# WHAT IS REQUIRED
A word-for-word transcription of all the data is required.

# INFORMATION
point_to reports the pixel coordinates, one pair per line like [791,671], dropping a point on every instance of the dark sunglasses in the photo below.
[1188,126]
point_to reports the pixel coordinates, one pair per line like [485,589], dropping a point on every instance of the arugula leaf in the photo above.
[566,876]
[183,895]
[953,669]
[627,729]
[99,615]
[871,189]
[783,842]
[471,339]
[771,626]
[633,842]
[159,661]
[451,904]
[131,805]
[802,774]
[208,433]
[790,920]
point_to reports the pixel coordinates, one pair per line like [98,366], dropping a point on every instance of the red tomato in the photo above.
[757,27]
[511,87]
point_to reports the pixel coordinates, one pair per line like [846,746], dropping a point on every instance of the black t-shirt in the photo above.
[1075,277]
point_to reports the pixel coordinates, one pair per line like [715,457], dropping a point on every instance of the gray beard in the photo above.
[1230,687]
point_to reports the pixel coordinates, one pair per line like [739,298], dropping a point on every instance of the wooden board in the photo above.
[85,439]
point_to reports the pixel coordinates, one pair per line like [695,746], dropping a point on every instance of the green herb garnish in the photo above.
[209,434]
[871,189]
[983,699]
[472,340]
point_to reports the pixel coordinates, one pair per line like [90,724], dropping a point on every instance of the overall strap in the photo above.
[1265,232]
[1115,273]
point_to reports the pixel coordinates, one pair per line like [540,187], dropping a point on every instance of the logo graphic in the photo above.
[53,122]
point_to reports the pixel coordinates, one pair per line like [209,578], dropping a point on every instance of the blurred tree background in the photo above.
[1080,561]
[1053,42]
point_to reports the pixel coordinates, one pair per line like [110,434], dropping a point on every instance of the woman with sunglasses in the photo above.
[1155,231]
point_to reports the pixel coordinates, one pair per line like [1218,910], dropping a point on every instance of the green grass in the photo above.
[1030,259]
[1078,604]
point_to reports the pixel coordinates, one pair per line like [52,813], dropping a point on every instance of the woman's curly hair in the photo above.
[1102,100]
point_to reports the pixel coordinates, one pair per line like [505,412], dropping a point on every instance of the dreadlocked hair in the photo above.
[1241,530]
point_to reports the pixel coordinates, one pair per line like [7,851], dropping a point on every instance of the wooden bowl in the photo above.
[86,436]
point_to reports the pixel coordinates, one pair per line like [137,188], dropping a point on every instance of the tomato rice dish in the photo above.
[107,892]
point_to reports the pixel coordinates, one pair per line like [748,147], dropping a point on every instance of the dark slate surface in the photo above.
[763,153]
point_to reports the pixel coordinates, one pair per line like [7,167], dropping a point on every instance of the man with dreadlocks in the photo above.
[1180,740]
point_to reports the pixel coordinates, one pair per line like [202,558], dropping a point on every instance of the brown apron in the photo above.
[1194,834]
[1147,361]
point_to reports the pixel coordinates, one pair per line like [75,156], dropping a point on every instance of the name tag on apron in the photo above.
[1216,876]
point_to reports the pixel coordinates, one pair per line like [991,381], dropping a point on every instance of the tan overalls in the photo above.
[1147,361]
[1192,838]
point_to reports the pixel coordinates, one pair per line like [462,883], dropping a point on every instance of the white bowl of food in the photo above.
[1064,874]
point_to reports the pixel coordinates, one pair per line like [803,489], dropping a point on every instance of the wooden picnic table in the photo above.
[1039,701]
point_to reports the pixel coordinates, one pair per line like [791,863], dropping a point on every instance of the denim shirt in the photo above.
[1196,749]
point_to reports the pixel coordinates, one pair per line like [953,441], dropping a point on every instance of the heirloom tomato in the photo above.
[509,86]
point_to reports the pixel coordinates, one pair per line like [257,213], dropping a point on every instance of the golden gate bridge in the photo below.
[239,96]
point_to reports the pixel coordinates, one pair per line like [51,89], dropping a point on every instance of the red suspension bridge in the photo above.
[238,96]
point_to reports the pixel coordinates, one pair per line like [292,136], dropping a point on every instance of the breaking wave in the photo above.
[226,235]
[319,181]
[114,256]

# EXPECTED ANSWER
point_to reports the pixel coordinates, one pair per line like [791,671], dropping a point on every instance of the dark sunglasses in the photo below.
[1188,126]
point_to reports the pixel coordinates, one pair per line like [485,589], dropping a point on every instance of the arugula leaf in the photo above.
[566,876]
[183,895]
[953,669]
[627,729]
[99,615]
[871,189]
[783,842]
[471,339]
[771,626]
[633,842]
[159,661]
[451,904]
[131,805]
[802,774]
[208,433]
[790,920]
point_to reports the pixel coordinates, one pair per line like [98,366], dropping a point on every instance of the red tomato in the photo above.
[757,27]
[511,87]
point_to reports the pixel coordinates, one pair per line like [846,746], dropping a point on every instance of the black t-shirt in the photo above.
[1075,277]
point_to reports the pixel coordinates, one pair per line like [715,457], dropping a point on every instance of the gray beard in the photo above.
[1230,687]
point_to reports the pixel coordinates, one pair per line like [739,298], dropping a point on every instance of the wooden board in the photo above.
[85,439]
point_to reports the pixel coordinates, one pair per line like [695,746], dropping a point on every instance of the green herb garnish in the photo above.
[209,434]
[871,189]
[983,699]
[472,340]
point_to reports the pixel coordinates, one pair per line like [90,724], dropping a point on every instance of the overall strap in the photo above.
[1265,232]
[1115,273]
point_to reports the pixel coordinates, one pair per line like [540,187], dropping a point on every instance of the logo graphic in the photo above.
[53,122]
point_to reports the pixel coordinates, one pair per line like [209,578], dropping a point on every instance of the blurred tree background in the photo above.
[1080,561]
[1053,42]
point_to reports the pixel coordinates, one pair per line like [110,434], dropping a point on every instance of the woman with sunglasses in the photo above.
[1155,231]
point_to reports the pixel coordinates, one pair per line like [1218,910], dropping a point on every instance of the green grass in the photo above.
[1030,259]
[1078,604]
point_to reports the pixel coordinates, one pair per line like [52,813], dropping a point on every instance of the woman's curly hair in the photo above.
[1102,100]
point_to reports the pixel coordinates, one pair per line like [505,412], dropping a point on every instance of the dreadlocked hair in the photo above.
[1241,530]
point_to reports the pixel coordinates, one pair per line like [7,851], dropping a point on every instance of the wooden bowl in the photo above.
[86,436]
point_to reports the pixel coordinates, one pair per line like [137,188], dropping a point on every instance of the tomato rice dish in the photo above.
[107,892]
point_to reports the pixel coordinates, one pair per line like [748,147], dropping a point on every instance of the dark slate surface in the photo above.
[763,153]
point_to reports the pixel coordinates, one pair per line like [7,167], dropping a point on every instance of the man with dreadlocks in the photo above.
[1180,740]
point_to reports the pixel coordinates, one pair per line like [202,558], dropping a point on every instance of the brown apron in the photo above.
[1194,834]
[1147,361]
point_to reports the pixel coordinates, one pair per line like [75,156], dropping a point on every instance of the name tag on apron in the photo above.
[1216,876]
point_to reports the pixel coordinates, one pair per line like [991,381], dropping a point on every instance of the tan overalls in the photo above.
[1147,361]
[1192,838]
point_to reports the pixel coordinates, one pair per line like [462,883], dropping a point on every instance of the white bowl of food in the photo above.
[1064,874]
point_to reports the pixel coordinates, one pair per line like [803,489], dropping a point on every instance of the wooden picnic table in the photo above.
[1039,701]
point_to reports the pixel coordinates, one pair per line like [791,863], dropping a point on every instance of the denim shirt in the photo above.
[1196,749]
point_to reports the pixel coordinates, one pair per line like [953,441], dropping a point on every instance of the heirloom tomato in the photo above.
[509,86]
point_to reports the pixel coordinates, one pair per line like [257,213], dropping a point on every instance of the golden gate bridge in the photo below.
[239,96]
point_to reports the pixel coordinates, one pair per line like [51,89], dropping a point on every instance of the red suspension bridge in the photo above.
[238,96]
point_to reports the pixel coordinates, one pair per line like [292,136], dropping a point on every instance of the breaking wave in the photo above.
[226,235]
[319,181]
[114,256]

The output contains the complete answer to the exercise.